* **Documento**
2Le due dimensioni della politica: stato nazionale e ordine internazionale. Leggi il percorso narrativo e clicca sulle parole evidenziate in blu (o sulle immagini corrispondenti) per accedere ai contenuti di approfondimento.
La nozione di una dimensione internazionale quale zona separata della politica, dotata di proprie regole, norme e pratiche, risale alla prima metà del XIX secolo e appartiene perciò alla modernità europea. Nel corso del secolo compreso tra l’epoca delle guerre napoleoniche e la Prima guerra mondiale, l’intreccio tra la nascita e il consolidamento degli stati-nazione, da una parte, e l’esistenza di un ordine internazionale plasmato dai rapporti tra le grandi potenze, dall’altra, contrassegnò la storia d’Europa e fu parte integrante della coscienza europea. In un simile contesto, nacquero e si svilupparono ideologie “internazionaliste” e movimenti ad esse ispirati, che combinavano in modi diversi e spesso contrapposti il rapporto necessario tra la realtà nazionale e quella internazionale.
I protagonisti e i rivali forse più celebri dell’internazionalismo ottocentesco furono Mazzini e Marx, rispettivamente rappresentanti di un ideale nazionalista democratico con ambizioni universali e di un internazionalismo socialista non meno universalistico nella sua visione. La trasformazione del nazionalismo in ideologie e pratiche sempre più influenzate dall’imperialismo, dopo l’unificazione della Germania nel 1870-71, impedì agli ideali mazziniani di fondare un movimento durevole. Fu il socialismo marxista a organizzare un movimento di partiti che, dopo il primo limitato tentativo compiuto dallo stesso Marx, dette vita alla
Seconda Internazionale nel 1889. Il crollo dell’ordine internazionale fondato sul “concerto delle potenze” nel 1914 trascinò con sè anche la Seconda Internazionale, che si disgregò per appartenenza nazionali. Soltanto pochi socialisti in Europa, tra i quali i socialisti italiani e i bolscevichi russi, tennero vivo l’ideale internazionalista negli anni di guerra.

* **I tuoi compiti**
A: Aggiorna il tratto dei record che va dall'inizio fino alla riga che contiene "point(187, 100)", entrambe incluse, sostituendo "crowd of people" con "group of people" e lasciando tutto il resto invariato. Riporta solo quelle righe, senza le immagini.
B: Scrivi il seguito del testo sull'internazionalismo europeo, ripartendo dopo l'ultima frase.

* **Materiale fornito**
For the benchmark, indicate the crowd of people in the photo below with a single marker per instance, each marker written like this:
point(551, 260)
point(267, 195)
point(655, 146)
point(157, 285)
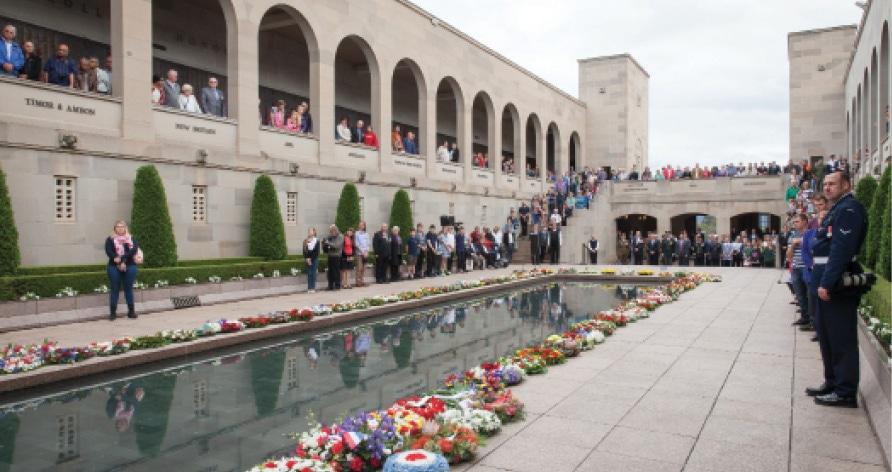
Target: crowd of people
point(753, 249)
point(24, 61)
point(424, 253)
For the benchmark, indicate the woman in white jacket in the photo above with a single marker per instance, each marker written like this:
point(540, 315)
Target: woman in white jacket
point(187, 100)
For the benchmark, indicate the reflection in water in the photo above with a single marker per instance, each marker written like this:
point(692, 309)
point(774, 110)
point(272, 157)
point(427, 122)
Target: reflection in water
point(231, 411)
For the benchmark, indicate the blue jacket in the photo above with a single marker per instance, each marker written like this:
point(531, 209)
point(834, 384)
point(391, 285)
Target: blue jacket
point(839, 238)
point(808, 240)
point(409, 146)
point(16, 58)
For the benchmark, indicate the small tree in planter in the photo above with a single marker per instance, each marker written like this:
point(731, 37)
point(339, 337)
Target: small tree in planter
point(10, 258)
point(348, 208)
point(267, 229)
point(882, 221)
point(864, 192)
point(150, 219)
point(401, 213)
point(879, 208)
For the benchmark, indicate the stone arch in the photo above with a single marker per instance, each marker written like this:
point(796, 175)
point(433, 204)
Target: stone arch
point(357, 82)
point(450, 115)
point(574, 150)
point(295, 80)
point(631, 222)
point(533, 151)
point(511, 136)
point(408, 103)
point(483, 127)
point(219, 36)
point(553, 148)
point(761, 221)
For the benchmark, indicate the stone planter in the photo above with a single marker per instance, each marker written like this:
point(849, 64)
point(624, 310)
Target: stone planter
point(18, 308)
point(876, 387)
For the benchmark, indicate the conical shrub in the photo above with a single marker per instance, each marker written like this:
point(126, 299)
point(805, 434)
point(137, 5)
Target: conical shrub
point(267, 228)
point(10, 258)
point(150, 220)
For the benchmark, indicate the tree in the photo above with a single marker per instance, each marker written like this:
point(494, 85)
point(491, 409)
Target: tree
point(883, 221)
point(348, 208)
point(150, 219)
point(864, 192)
point(401, 213)
point(878, 208)
point(10, 258)
point(267, 228)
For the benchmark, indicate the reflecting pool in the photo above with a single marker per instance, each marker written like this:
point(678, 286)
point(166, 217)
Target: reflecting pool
point(229, 410)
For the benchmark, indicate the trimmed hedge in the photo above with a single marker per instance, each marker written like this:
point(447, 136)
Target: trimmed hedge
point(267, 237)
point(10, 257)
point(879, 206)
point(864, 191)
point(348, 209)
point(46, 286)
point(150, 219)
point(401, 214)
point(68, 269)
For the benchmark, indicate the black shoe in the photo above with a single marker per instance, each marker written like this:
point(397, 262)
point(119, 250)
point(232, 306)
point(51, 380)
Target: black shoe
point(824, 389)
point(833, 399)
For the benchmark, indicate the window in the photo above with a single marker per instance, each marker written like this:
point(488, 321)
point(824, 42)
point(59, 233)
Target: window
point(199, 204)
point(200, 399)
point(65, 199)
point(291, 209)
point(66, 438)
point(291, 372)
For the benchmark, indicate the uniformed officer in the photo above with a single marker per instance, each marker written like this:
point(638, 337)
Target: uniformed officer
point(838, 240)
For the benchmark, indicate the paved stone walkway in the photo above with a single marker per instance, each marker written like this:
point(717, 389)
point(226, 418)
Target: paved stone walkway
point(712, 382)
point(190, 318)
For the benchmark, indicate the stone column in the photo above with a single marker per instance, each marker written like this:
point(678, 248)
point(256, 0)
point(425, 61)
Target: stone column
point(326, 109)
point(384, 115)
point(465, 137)
point(131, 41)
point(244, 84)
point(429, 137)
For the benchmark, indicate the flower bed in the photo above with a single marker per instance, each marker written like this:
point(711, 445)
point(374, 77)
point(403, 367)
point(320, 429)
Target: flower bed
point(23, 358)
point(456, 419)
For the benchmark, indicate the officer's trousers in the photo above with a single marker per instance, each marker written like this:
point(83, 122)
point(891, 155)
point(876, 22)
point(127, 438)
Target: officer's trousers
point(838, 336)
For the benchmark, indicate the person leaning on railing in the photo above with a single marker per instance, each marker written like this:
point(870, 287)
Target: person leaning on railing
point(123, 254)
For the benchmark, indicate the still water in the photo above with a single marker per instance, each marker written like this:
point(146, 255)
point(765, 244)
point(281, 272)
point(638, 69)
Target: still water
point(229, 410)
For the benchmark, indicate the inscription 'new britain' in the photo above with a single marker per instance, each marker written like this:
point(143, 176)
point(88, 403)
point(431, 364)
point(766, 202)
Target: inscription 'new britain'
point(33, 102)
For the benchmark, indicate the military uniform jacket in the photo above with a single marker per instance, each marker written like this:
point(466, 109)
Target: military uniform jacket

* **Risposte per compito**
A:
For the benchmark, indicate the group of people in the photo below with a single marker per instance, each marker written like this:
point(551, 260)
point(267, 195)
point(655, 146)
point(157, 285)
Target: group of people
point(753, 249)
point(24, 61)
point(424, 253)
For the benchmark, indicate the woman in white jacket in the photo above with a single marker per instance, each marker written like this:
point(540, 315)
Target: woman in white jacket
point(187, 100)

B:
Lo scoppio della Prima guerra mondiale sconvolse così il panorama ottocentesco, facendo emergere nuove forme e combinazioni di nazionalismo e internazionalismo. I nuovi protagonisti e rivali furono Wilson e Lenin: il primo, campione dell’universalismo pacifista democratico e dell’autodeterminazione nazionale; il secondo, erede dell’internazionalismo socialista e marxista. Nell’immediato, i loro destini furono simili. Basato sull’idea di una missione universale affidata agli Stati Uniti, il wilsonismo acquistò grande prestigio ma uscì di scena subito dopo la guerra, a causa della scelta isolazionista americana, lasciando una Società delle Nazioni indebolita.
La Rivoluzione d’Ottobre in Russia ebbe un enorme impatto politico e psicologico sull’Europa, rafforzato dalla fondazione della Terza Internazionale nel 1919, ma il sogno leninista di una rivoluzione mondiale svanì nel giro di pochi anni.
Le eredità lasciate dal wilsonismo e dal leninismo, tuttavia, dovevano presentare una lunga durata nella prima metà del XX secolo e persino oltre. L’internazionalismo democratico wilsoniano doveva tornare di attualità alla fine della Seconda guerra mondiale, quando gli Stati Uniti liquidarono definitivamente la loro tradizione isolazionista. L’internazionalismo comunista leniniano continuò a suscitare passioni antagoniste e mantenne il ruolo di un’ideologia ufficiale di Stato sotto Stalin.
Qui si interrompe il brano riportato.